→ Given request
Rewrite the items below from the line containing "Where on the screen below can I see the submerged" through the line containing "[102,376,120,393]", both included, swapping "submerged rock" for "sunken rock" and keeping everything else unchanged. Leave the pictures out.

→ Stored records
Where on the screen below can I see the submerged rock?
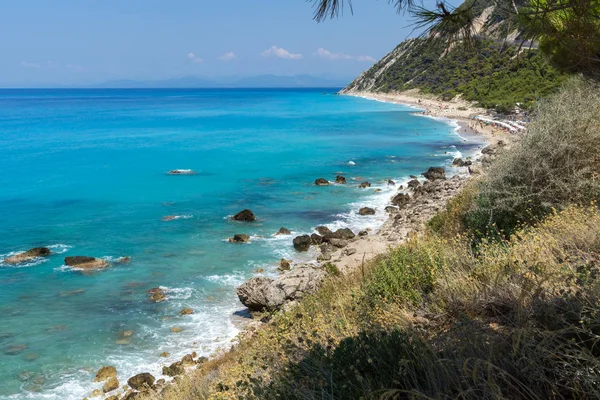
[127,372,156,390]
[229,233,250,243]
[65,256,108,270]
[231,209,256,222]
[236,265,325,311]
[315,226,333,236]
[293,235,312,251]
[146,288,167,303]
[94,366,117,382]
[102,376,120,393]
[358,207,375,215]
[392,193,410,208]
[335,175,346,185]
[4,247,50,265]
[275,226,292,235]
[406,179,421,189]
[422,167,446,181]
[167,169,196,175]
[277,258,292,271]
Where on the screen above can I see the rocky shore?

--

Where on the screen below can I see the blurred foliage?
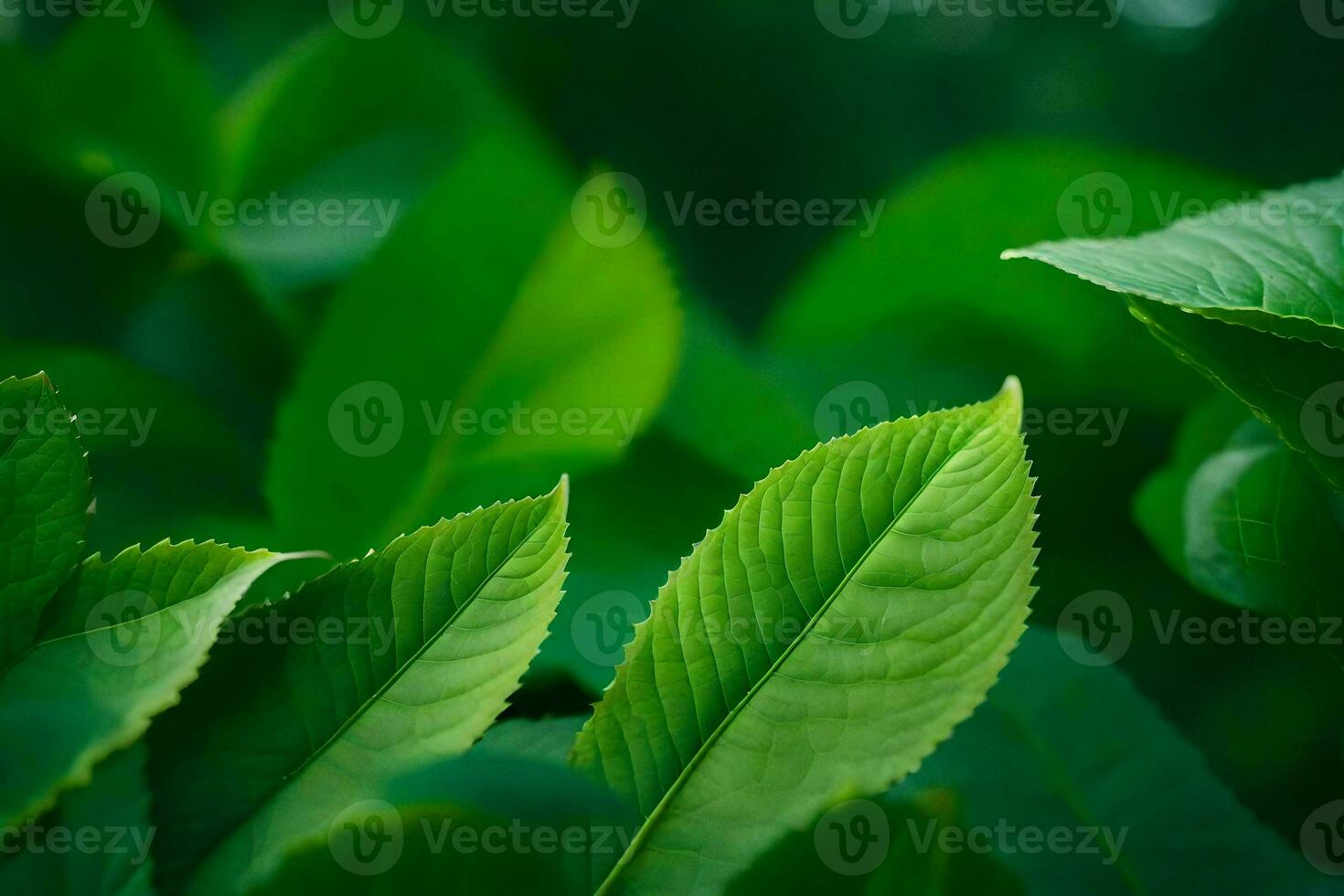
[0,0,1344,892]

==

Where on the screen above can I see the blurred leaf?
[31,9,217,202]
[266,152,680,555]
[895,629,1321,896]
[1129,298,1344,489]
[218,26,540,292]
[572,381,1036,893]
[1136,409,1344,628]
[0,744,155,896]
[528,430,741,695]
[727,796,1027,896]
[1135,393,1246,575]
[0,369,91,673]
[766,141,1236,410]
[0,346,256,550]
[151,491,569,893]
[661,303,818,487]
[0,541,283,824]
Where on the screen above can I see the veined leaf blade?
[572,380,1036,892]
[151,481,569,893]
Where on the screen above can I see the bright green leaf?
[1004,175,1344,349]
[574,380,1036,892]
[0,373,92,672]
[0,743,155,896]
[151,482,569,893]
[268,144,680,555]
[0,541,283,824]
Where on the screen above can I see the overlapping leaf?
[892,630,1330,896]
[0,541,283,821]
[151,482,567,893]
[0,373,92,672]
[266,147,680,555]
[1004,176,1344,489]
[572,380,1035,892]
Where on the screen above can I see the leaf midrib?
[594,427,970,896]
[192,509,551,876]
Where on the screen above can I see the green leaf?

→ Expected output
Where on the screen below can I see the sunken rock?
[127,372,156,390]
[229,233,250,243]
[65,256,108,270]
[231,209,256,222]
[236,265,325,311]
[315,226,333,236]
[293,235,312,251]
[146,288,167,303]
[94,366,117,382]
[102,376,120,393]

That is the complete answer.